- [Page text]
━━━━━━
The influence of dietary animal-derived proteins and carbohydrates on canine intestinal microbiota was investigated. The %G + C profiles, as well as order-level sequence distribution in fraction 5, between the DC and HC diet samples did not differ considerably, most likely indicating that the modulatory influence of the HC diet on canine fecal microbiota is smaller than that of the HP diet when compared with the DC diet phase of the trial. This result is not surprising since both DC and HC diets consisted mainly of carbohydrate-rich components.
The amount and type of fermentable carbohydrates reaching the colon are primary factors influencing the abundance and variety of the resident bacterial population. The bacteria that can most rapidly degrade and use the digesta will proliferate beyond the others . Corn starch, which was also included in our diets, has a high small intestinal digestibility and is therefore not expected to reach the large intestine in high amounts . However, the DGGE band patterns obtained in a previous study indicated that this carbohydrate affected the composition of faecal bacteria in rats . Therefore, the passage of corn starch into the large intestine might have been one of the reasons for sequence differences between DC and HP diet samples as well as between HC and HP diet samples.
━━━━━━
- [Dataset excerpts]
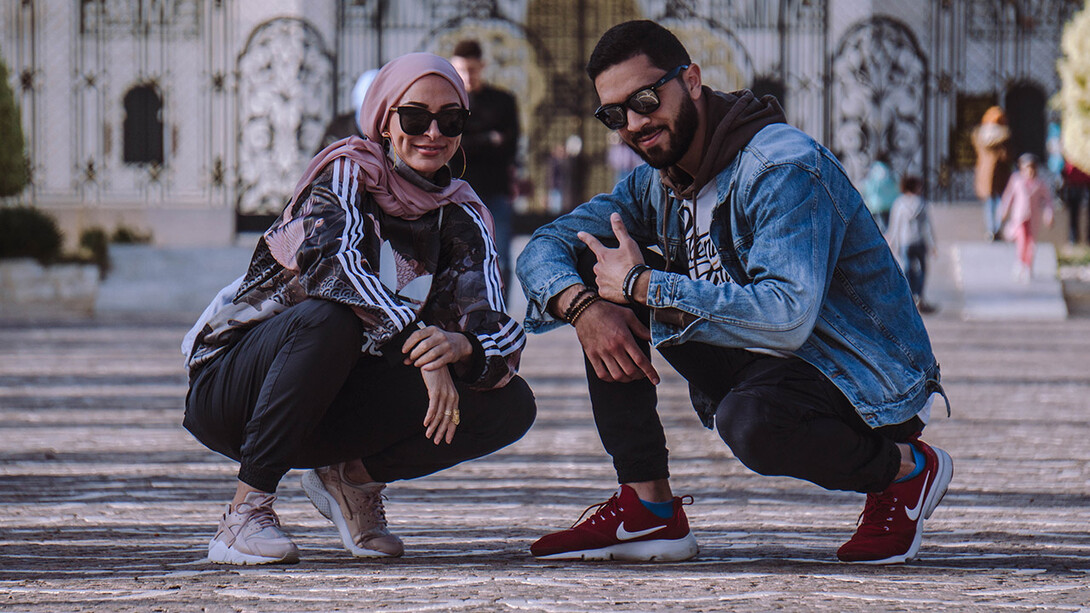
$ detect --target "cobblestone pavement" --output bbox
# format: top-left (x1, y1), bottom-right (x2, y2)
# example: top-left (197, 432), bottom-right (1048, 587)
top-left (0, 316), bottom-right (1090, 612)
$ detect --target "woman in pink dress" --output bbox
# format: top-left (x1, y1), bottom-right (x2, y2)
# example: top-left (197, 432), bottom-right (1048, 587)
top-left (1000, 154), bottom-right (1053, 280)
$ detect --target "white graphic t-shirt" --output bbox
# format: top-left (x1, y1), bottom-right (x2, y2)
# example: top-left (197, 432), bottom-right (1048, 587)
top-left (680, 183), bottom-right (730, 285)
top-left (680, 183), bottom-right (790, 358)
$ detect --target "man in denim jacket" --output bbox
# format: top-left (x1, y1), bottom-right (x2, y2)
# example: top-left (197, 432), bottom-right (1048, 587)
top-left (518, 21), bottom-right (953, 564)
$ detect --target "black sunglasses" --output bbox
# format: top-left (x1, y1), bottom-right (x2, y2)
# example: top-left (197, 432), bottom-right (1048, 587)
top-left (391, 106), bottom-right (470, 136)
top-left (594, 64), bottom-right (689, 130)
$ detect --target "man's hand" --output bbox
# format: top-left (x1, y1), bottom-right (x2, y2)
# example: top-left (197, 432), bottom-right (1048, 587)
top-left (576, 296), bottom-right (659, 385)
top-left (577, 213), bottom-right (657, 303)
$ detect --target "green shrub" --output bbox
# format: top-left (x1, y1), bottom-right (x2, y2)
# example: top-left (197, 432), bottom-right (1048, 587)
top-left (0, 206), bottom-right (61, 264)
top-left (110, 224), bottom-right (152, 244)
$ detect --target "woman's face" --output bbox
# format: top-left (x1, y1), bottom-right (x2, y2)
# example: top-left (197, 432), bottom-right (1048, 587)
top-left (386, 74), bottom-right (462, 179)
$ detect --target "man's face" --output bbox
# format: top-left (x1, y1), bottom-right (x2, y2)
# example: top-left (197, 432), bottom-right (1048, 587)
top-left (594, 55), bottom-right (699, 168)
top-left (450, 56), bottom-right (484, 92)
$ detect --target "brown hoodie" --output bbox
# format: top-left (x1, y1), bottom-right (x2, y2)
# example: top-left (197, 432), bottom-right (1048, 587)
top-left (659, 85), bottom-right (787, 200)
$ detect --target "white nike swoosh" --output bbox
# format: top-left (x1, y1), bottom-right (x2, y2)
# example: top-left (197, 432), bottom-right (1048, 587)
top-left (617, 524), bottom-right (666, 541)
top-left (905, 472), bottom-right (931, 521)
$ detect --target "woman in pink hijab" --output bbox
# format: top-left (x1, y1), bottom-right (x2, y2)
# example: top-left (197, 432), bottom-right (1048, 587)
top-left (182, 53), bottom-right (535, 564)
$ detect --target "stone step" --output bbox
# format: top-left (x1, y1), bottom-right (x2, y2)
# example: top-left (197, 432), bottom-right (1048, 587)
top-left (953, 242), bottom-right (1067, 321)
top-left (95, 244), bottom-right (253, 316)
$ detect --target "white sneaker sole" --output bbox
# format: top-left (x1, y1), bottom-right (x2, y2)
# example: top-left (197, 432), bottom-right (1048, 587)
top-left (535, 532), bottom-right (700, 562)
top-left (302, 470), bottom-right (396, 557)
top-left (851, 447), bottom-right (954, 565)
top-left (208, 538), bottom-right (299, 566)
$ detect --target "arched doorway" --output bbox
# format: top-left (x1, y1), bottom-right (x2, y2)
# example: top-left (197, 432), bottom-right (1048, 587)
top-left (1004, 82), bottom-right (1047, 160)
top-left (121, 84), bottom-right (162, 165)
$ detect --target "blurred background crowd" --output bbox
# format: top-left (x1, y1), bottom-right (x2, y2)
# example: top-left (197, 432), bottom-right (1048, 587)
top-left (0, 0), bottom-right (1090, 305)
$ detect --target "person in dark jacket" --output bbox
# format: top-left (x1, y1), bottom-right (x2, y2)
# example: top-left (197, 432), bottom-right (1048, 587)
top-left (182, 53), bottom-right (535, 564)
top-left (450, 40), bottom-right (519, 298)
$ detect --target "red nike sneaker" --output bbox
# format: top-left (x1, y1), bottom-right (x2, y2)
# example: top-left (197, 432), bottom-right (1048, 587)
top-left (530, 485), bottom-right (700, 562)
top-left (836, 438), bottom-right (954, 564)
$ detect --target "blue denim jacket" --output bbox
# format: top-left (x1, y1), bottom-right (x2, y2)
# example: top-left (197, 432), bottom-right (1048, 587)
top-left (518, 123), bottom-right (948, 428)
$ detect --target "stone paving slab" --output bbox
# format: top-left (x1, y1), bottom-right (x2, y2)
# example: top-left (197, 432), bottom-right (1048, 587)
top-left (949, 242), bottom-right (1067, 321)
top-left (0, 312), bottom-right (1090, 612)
━━━━━━
- [Exercises]
(1) According to the canine microbiota text, why is corn starch not expected to reach the large intestine in high amounts?
(2) Give the canine microbiota text between "The amount and" and "HP diet samples.", inclusive, switching "colon" to "large bowel".
The records are a separate set of material, not part of the canine microbiota text.

- [Solutions]
(1) Corn starch has a high small intestinal digestibility.

(2)
The amount and type of fermentable carbohydrates reaching the large bowel are primary factors influencing the abundance and variety of the resident bacterial population. The bacteria that can most rapidly degrade and use the digesta will proliferate beyond the others . Corn starch, which was also included in our diets, has a high small intestinal digestibility and is therefore not expected to reach the large intestine in high amounts . However, the DGGE band patterns obtained in a previous study indicated that this carbohydrate affected the composition of faecal bacteria in rats . Therefore, the passage of corn starch into the large intestine might have been one of the reasons for sequence differences between DC and HP diet samples as well as between HC and HP diet samples.